====== EXERCISE INPUT ======

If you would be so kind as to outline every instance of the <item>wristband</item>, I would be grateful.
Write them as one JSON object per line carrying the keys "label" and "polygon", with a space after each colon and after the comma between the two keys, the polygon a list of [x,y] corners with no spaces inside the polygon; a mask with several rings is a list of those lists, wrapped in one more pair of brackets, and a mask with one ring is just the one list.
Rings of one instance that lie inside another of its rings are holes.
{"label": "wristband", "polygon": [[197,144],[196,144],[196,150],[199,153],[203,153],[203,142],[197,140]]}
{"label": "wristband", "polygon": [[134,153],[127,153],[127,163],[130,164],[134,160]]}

======

■ GIVEN REQUEST ■
Rewrite all the items in full, requests included, and multiply every polygon coordinate in the answers by 0.6, rounding to the nearest whole number with halves going up.

■ EXPECTED ANSWER ■
If you would be so kind as to outline every instance of the <item>wristband</item>, I would be grateful.
Write them as one JSON object per line carrying the keys "label" and "polygon", with a space after each colon and after the comma between the two keys, the polygon a list of [x,y] corners with no spaces inside the polygon; a mask with several rings is a list of those lists, wrapped in one more pair of brackets, and a mask with one ring is just the one list.
Rings of one instance that lie inside another of its rings are holes.
{"label": "wristband", "polygon": [[118,86],[118,86],[118,90],[119,92],[122,92],[122,85],[118,84]]}
{"label": "wristband", "polygon": [[80,92],[76,92],[76,98],[78,98],[80,96]]}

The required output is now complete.